* _Exercise inputs_:
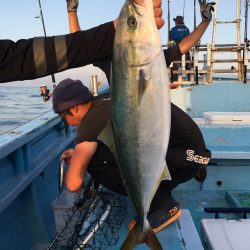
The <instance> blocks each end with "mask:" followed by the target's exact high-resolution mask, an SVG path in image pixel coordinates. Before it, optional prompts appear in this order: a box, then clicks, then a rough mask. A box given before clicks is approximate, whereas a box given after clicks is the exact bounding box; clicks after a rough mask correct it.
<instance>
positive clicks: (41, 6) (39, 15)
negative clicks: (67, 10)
mask: <svg viewBox="0 0 250 250" xmlns="http://www.w3.org/2000/svg"><path fill="white" fill-rule="evenodd" d="M38 4H39V9H40V15H39V16H37V17H35V18H41V21H42V25H43V32H44V36H45V37H46V36H47V35H46V29H45V24H44V19H43V11H42V5H41V2H40V0H38ZM51 79H52V82H53V83H55V82H56V80H55V76H54V74H52V75H51Z"/></svg>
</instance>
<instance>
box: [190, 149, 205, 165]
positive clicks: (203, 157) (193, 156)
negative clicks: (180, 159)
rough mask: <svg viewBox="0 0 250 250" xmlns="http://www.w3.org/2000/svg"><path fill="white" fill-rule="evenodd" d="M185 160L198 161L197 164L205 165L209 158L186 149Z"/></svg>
mask: <svg viewBox="0 0 250 250" xmlns="http://www.w3.org/2000/svg"><path fill="white" fill-rule="evenodd" d="M186 160H187V161H194V162H196V163H199V164H204V165H207V164H208V162H209V160H210V158H208V157H203V156H200V155H195V154H194V150H190V149H189V150H187V158H186Z"/></svg>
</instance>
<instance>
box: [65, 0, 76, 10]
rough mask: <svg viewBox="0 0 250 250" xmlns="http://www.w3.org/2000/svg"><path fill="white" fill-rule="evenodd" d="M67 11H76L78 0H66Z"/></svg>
mask: <svg viewBox="0 0 250 250" xmlns="http://www.w3.org/2000/svg"><path fill="white" fill-rule="evenodd" d="M66 2H67V10H68V12H77V8H78V0H66Z"/></svg>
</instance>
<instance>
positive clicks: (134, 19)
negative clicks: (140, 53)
mask: <svg viewBox="0 0 250 250" xmlns="http://www.w3.org/2000/svg"><path fill="white" fill-rule="evenodd" d="M127 24H128V26H129V27H131V28H134V29H135V28H136V27H137V21H136V19H135V17H133V16H130V17H128V20H127Z"/></svg>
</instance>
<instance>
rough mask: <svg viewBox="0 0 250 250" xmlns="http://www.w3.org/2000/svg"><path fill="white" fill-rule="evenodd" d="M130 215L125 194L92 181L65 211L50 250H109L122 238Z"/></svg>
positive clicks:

* _Task details_:
All of the data is to be reproduced exactly, with the pictures left out.

* _Answer space_:
The <instance> blocks each end with "mask:" followed by the target's exact high-resolution mask, an SVG path in image pixel coordinates. Before it, optional prompts appear in this order: a box, then clicks, then a rough mask. A box given before clicks is approximate, whereas a box given after clicks is the exact bounding box; clicks after a rough mask correct it.
<instance>
positive clicks: (41, 6) (39, 15)
negative clicks: (67, 10)
mask: <svg viewBox="0 0 250 250" xmlns="http://www.w3.org/2000/svg"><path fill="white" fill-rule="evenodd" d="M38 4H39V9H40V15H39V16H37V17H35V18H41V21H42V25H43V32H44V36H45V37H46V36H47V35H46V29H45V24H44V19H43V11H42V5H41V2H40V0H38ZM51 79H52V82H53V83H55V82H56V80H55V76H54V74H52V75H51Z"/></svg>
</instance>
<instance>
box: [190, 149, 205, 165]
positive clicks: (203, 157) (193, 156)
negative clicks: (180, 159)
rough mask: <svg viewBox="0 0 250 250" xmlns="http://www.w3.org/2000/svg"><path fill="white" fill-rule="evenodd" d="M185 160L198 161L197 164L205 165L209 158L186 149Z"/></svg>
mask: <svg viewBox="0 0 250 250" xmlns="http://www.w3.org/2000/svg"><path fill="white" fill-rule="evenodd" d="M186 160H187V161H194V162H196V163H199V164H204V165H207V164H208V162H209V160H210V158H208V157H203V156H200V155H195V154H194V150H190V149H189V150H187V158H186Z"/></svg>
</instance>
<instance>
box: [65, 0, 76, 10]
rough mask: <svg viewBox="0 0 250 250" xmlns="http://www.w3.org/2000/svg"><path fill="white" fill-rule="evenodd" d="M67 11H76L78 0H66Z"/></svg>
mask: <svg viewBox="0 0 250 250" xmlns="http://www.w3.org/2000/svg"><path fill="white" fill-rule="evenodd" d="M66 2H67V10H68V12H77V8H78V0H66Z"/></svg>
</instance>
<instance>
positive clicks: (134, 19)
negative clicks: (140, 53)
mask: <svg viewBox="0 0 250 250" xmlns="http://www.w3.org/2000/svg"><path fill="white" fill-rule="evenodd" d="M127 24H128V26H129V27H131V28H134V29H135V28H136V27H137V21H136V19H135V17H133V16H130V17H128V20H127Z"/></svg>
</instance>
<instance>
rough mask: <svg viewBox="0 0 250 250" xmlns="http://www.w3.org/2000/svg"><path fill="white" fill-rule="evenodd" d="M130 215L125 194L92 181L65 211L50 250H109L122 238Z"/></svg>
positive clicks:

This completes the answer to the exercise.